- [Task requirements]: Quote the lines below exactly, from the one that holds "Please spot the hose" through the final line of the records, and only those.

[Photo-based referring expression data]
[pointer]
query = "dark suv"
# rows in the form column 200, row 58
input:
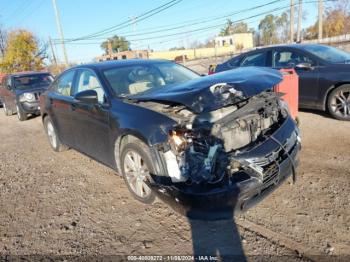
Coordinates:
column 324, row 73
column 20, row 93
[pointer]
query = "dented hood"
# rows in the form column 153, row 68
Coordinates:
column 199, row 96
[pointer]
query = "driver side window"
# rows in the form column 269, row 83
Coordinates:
column 87, row 80
column 289, row 59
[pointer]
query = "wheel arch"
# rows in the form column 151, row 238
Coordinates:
column 120, row 141
column 329, row 91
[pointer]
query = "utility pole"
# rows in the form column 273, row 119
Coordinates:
column 134, row 29
column 320, row 19
column 52, row 51
column 300, row 17
column 291, row 21
column 60, row 31
column 109, row 48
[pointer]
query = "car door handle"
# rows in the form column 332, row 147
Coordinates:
column 73, row 106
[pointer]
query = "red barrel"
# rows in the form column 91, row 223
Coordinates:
column 290, row 87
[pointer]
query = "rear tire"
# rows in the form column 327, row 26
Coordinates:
column 338, row 103
column 51, row 133
column 22, row 116
column 136, row 167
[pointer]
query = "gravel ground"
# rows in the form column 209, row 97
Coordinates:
column 66, row 204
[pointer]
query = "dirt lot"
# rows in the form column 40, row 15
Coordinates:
column 65, row 203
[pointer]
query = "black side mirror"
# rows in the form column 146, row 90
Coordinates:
column 87, row 96
column 304, row 66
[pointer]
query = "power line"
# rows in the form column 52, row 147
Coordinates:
column 219, row 25
column 201, row 21
column 128, row 22
column 32, row 11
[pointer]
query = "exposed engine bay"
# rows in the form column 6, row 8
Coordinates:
column 202, row 147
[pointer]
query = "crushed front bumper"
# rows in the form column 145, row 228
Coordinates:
column 241, row 191
column 30, row 107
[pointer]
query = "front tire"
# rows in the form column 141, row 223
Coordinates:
column 22, row 116
column 136, row 167
column 51, row 133
column 339, row 103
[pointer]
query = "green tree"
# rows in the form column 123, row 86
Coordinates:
column 118, row 44
column 336, row 21
column 22, row 52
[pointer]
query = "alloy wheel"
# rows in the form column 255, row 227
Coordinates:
column 340, row 103
column 136, row 172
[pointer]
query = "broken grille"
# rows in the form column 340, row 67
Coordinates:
column 37, row 95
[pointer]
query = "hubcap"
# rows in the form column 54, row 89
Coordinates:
column 136, row 171
column 340, row 103
column 51, row 134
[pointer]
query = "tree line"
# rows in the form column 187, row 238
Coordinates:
column 20, row 51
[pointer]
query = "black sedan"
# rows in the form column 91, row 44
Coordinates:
column 324, row 73
column 209, row 145
column 20, row 93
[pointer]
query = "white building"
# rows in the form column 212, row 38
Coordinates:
column 244, row 40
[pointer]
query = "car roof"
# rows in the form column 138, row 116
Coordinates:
column 117, row 63
column 296, row 46
column 28, row 73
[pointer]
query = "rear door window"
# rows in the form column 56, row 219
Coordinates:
column 87, row 80
column 256, row 59
column 63, row 85
column 289, row 59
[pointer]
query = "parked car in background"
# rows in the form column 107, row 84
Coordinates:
column 20, row 93
column 207, row 145
column 324, row 73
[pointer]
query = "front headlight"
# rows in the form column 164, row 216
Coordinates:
column 27, row 97
column 177, row 141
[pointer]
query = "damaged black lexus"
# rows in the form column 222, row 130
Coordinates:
column 209, row 146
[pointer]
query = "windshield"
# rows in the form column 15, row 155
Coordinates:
column 135, row 79
column 32, row 81
column 328, row 53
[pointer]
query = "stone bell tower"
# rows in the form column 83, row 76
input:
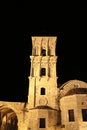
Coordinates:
column 43, row 91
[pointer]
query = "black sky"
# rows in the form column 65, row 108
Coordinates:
column 67, row 21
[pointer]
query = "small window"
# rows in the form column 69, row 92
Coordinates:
column 42, row 91
column 32, row 71
column 48, row 52
column 43, row 72
column 42, row 123
column 84, row 114
column 43, row 52
column 71, row 115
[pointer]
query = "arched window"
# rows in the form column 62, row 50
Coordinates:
column 43, row 53
column 42, row 91
column 43, row 72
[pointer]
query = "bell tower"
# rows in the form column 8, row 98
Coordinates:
column 43, row 78
column 43, row 91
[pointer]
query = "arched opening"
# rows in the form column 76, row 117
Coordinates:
column 42, row 91
column 43, row 72
column 43, row 53
column 8, row 119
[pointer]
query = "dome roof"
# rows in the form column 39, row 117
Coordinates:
column 73, row 87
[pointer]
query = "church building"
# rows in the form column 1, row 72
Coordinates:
column 49, row 106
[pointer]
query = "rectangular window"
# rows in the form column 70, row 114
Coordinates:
column 42, row 123
column 84, row 114
column 71, row 115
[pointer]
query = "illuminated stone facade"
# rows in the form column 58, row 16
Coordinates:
column 49, row 106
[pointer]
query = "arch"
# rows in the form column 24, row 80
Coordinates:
column 43, row 91
column 71, row 85
column 8, row 119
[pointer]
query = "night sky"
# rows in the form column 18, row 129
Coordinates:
column 67, row 21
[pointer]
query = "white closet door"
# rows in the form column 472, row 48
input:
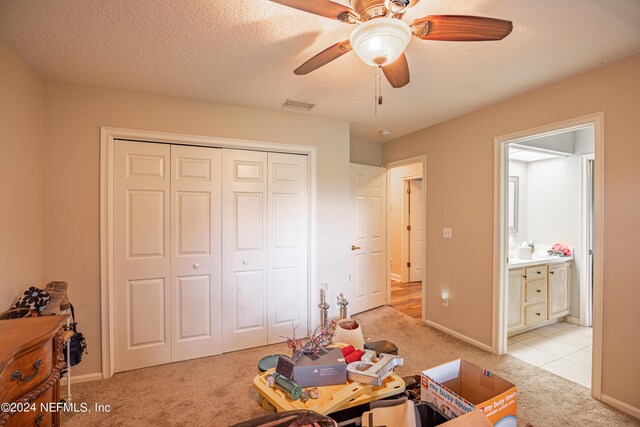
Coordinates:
column 142, row 264
column 369, row 238
column 287, row 239
column 196, row 320
column 244, row 246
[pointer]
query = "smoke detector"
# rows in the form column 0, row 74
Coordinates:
column 298, row 105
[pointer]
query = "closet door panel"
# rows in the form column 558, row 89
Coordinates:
column 287, row 245
column 141, row 242
column 244, row 215
column 196, row 295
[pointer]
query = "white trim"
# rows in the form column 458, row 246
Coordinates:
column 618, row 404
column 108, row 136
column 585, row 271
column 458, row 335
column 408, row 161
column 573, row 320
column 499, row 335
column 82, row 378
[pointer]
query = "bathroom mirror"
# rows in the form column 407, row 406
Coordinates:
column 514, row 183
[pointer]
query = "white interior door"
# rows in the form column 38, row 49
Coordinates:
column 287, row 258
column 196, row 292
column 369, row 237
column 141, row 283
column 244, row 245
column 416, row 233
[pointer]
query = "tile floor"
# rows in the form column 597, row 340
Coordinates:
column 562, row 348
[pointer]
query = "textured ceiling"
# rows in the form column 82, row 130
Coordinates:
column 244, row 52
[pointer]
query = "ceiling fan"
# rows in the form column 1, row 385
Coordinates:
column 381, row 36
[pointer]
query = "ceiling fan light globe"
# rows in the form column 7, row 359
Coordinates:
column 380, row 41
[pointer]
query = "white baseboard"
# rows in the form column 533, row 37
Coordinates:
column 459, row 336
column 574, row 320
column 76, row 379
column 624, row 407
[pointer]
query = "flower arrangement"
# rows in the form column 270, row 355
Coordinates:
column 313, row 342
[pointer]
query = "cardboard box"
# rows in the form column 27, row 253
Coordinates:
column 459, row 387
column 326, row 368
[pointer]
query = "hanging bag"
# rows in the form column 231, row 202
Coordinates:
column 76, row 344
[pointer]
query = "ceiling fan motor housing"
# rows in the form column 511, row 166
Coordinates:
column 368, row 9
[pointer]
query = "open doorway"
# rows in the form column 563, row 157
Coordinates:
column 406, row 236
column 548, row 226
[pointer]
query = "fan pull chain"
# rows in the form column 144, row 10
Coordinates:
column 378, row 89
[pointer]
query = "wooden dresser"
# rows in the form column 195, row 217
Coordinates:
column 30, row 363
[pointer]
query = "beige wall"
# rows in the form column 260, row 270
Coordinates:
column 395, row 194
column 20, row 177
column 365, row 153
column 73, row 115
column 460, row 194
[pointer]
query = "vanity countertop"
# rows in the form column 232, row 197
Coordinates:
column 517, row 263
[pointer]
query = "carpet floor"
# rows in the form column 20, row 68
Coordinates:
column 217, row 391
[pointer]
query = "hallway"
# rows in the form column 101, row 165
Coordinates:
column 407, row 298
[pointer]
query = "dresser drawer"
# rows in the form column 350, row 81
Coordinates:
column 535, row 313
column 35, row 417
column 536, row 272
column 26, row 372
column 535, row 291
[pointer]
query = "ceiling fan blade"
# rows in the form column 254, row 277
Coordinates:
column 398, row 72
column 324, row 57
column 460, row 28
column 325, row 8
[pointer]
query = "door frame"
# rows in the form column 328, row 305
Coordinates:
column 500, row 236
column 108, row 137
column 586, row 292
column 405, row 240
column 404, row 162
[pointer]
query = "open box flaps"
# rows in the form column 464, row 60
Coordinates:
column 458, row 387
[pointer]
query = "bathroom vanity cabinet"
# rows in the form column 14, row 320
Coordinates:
column 537, row 293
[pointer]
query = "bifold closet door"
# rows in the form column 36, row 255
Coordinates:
column 288, row 203
column 196, row 318
column 141, row 248
column 264, row 243
column 244, row 246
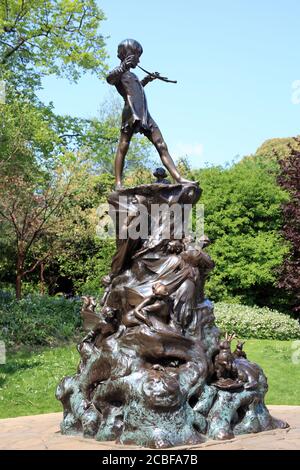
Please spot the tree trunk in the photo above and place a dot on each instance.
(19, 286)
(42, 279)
(20, 272)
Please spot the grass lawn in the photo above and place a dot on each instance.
(29, 379)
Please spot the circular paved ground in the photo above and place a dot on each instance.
(42, 432)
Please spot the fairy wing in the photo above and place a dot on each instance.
(133, 297)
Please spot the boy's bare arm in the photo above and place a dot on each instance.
(147, 79)
(115, 75)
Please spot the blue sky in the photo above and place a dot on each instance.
(236, 62)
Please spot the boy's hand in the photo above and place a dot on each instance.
(128, 62)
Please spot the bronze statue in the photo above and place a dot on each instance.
(153, 369)
(136, 117)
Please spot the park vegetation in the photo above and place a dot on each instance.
(55, 170)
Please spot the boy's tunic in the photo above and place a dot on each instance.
(135, 116)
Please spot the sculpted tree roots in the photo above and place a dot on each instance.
(153, 369)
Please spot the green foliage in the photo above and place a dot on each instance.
(254, 322)
(243, 219)
(54, 37)
(38, 320)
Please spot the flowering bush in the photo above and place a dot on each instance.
(255, 322)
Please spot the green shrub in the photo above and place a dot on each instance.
(255, 322)
(38, 320)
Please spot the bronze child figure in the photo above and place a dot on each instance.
(136, 117)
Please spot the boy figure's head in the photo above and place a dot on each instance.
(130, 47)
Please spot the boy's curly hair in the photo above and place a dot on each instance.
(129, 46)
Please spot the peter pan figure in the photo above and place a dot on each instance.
(135, 116)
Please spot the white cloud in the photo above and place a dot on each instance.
(192, 150)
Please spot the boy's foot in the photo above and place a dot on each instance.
(185, 181)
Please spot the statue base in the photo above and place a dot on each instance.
(153, 370)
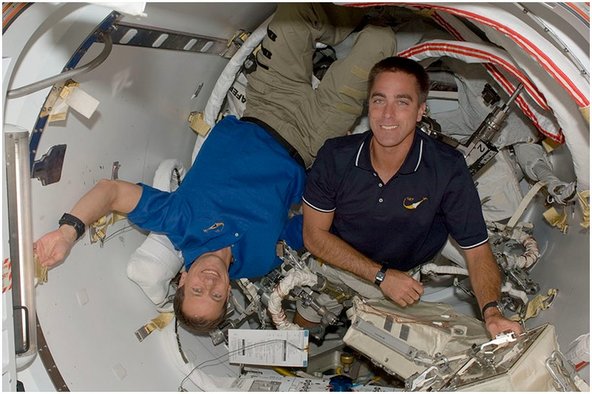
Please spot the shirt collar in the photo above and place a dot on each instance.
(411, 163)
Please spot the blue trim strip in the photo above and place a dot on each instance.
(41, 122)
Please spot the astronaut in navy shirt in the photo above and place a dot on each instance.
(380, 203)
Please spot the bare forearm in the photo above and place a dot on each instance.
(106, 196)
(484, 275)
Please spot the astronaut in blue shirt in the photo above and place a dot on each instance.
(232, 207)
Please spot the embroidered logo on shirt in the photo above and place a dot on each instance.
(214, 227)
(409, 204)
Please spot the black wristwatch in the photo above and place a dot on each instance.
(380, 275)
(73, 221)
(492, 304)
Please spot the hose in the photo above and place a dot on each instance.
(44, 83)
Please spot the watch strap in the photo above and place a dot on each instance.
(73, 221)
(380, 275)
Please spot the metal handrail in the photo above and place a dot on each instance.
(47, 82)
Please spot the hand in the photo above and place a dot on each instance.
(55, 246)
(562, 192)
(496, 323)
(401, 288)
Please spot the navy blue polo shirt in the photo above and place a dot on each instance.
(406, 221)
(237, 193)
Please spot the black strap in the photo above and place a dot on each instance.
(73, 221)
(291, 150)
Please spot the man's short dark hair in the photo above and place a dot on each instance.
(195, 325)
(402, 64)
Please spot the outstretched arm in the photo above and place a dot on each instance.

- [Response box]:
Please spot the hose in the photo above and place a dot on each instance.
(44, 83)
Please spot the watch strap in the photo above and place a dot on each instance.
(73, 221)
(380, 275)
Please spot the metal handrail in the photo above and place a dot on each instance.
(47, 82)
Please spot the hand in the photo above and place a dot on each instance.
(55, 246)
(562, 192)
(496, 323)
(401, 288)
Please spot the navy blue polo shirt in the photo above and place a dot on each instance.
(406, 221)
(237, 193)
Please spot the black strap in the photo above and place a dot on each instance.
(73, 221)
(291, 150)
Please spot the man's short dark hair in the photo above and place a dot on each instance.
(195, 325)
(402, 64)
Please spot the outstretched arm in the photo above and place a dot on each instance.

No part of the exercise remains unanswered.